> _Your instructions_
In each of the records below, change "Practice task" to "Exercise" and leave every other word as it is.
------------------------------------------------------------
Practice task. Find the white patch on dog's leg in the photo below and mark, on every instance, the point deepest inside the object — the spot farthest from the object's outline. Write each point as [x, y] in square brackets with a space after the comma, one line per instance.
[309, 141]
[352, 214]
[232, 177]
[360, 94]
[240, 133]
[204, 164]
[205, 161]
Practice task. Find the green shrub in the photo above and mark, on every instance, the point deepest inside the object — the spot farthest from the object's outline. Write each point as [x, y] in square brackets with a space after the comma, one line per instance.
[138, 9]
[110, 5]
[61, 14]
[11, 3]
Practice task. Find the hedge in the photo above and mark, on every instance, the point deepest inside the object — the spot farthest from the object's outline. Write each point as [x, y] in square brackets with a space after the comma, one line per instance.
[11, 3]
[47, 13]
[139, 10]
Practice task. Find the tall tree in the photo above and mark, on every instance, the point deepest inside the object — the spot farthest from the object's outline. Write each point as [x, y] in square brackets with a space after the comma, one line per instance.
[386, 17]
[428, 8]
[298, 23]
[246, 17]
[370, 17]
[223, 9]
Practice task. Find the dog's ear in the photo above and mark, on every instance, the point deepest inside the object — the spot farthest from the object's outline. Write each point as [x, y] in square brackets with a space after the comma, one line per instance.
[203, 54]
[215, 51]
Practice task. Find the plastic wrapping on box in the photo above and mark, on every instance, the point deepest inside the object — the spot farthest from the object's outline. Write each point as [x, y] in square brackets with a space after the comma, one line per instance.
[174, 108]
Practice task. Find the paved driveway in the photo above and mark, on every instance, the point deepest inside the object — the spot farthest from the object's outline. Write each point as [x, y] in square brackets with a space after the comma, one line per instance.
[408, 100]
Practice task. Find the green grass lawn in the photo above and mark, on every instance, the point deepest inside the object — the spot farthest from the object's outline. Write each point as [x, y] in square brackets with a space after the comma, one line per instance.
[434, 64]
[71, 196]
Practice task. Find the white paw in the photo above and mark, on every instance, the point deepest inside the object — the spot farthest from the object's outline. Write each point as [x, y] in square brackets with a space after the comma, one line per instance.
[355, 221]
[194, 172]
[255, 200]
------------------------------------------------------------
> _The response_
Exercise. Find the white patch on dog's leg in the photo below and mark, on every instance, the point deepest inside the object — the spot farthest from the object's outline. Write each point as [x, y] in square brackets with a space after the comma, one line per instance.
[309, 141]
[352, 214]
[232, 177]
[360, 94]
[240, 133]
[204, 164]
[205, 161]
Exercise. Find the green shrub in the photo above and mark, on every instance, the point deepest inside the object — the spot farthest from the object's outline. Write each point as [x, y] in square brackets with a space after the comma, one line per instance.
[138, 9]
[110, 5]
[61, 14]
[11, 3]
Exercise. Find the hedge in the photo above and mark, on every instance, the point deepest inside the object — the spot farthest from the object's outline. Write each point as [x, y] in square brackets with a space after the comma, one line per instance.
[11, 3]
[47, 13]
[139, 10]
Exercise. Find the tall tree in the photo above and mark, on every instance, the point deepest inside the object — the spot farthest from the object's outline. Write each point as [x, y] in square brackets with a space after the comma, one line per instance.
[386, 17]
[428, 8]
[298, 23]
[246, 17]
[370, 17]
[223, 9]
Exercise. Find the dog's ear in the photo above and mark, on every instance, the point deepest inside the object — the spot farthest from the object's outline. Write each point as [x, y] in square brackets with a space after the comma, one line per instance.
[203, 54]
[215, 51]
Exercise. Find the plastic wrapping on box in the photo above and mark, on every instance, the point deepest inside the object — the spot farthest from the object's outline. Write each point as [x, y] in square brackets with a space after the comma, one line per instance.
[174, 108]
Exercise. Find the paved driveway in the photo above and mark, on every instance, the point deepest inside the object — the spot farthest from the object's outline. Write each point as [x, y] in square brackets with a space after the comma, one line per instance.
[408, 100]
Exercise. Find the green grass lawn in the photo above and mark, on every instance, the point deepest inside the object — the spot farthest from the object's outline. Write each point as [x, y] in square brackets with a space after the comma, one line per instance.
[434, 64]
[71, 196]
Exercise. Find the white paw in the photo above and mark, on every instance, the point deepest inside the object — the spot farthest from the object's outline. Write each point as [x, y] in square brackets with a space after the comma, one line per instance.
[355, 221]
[194, 172]
[255, 200]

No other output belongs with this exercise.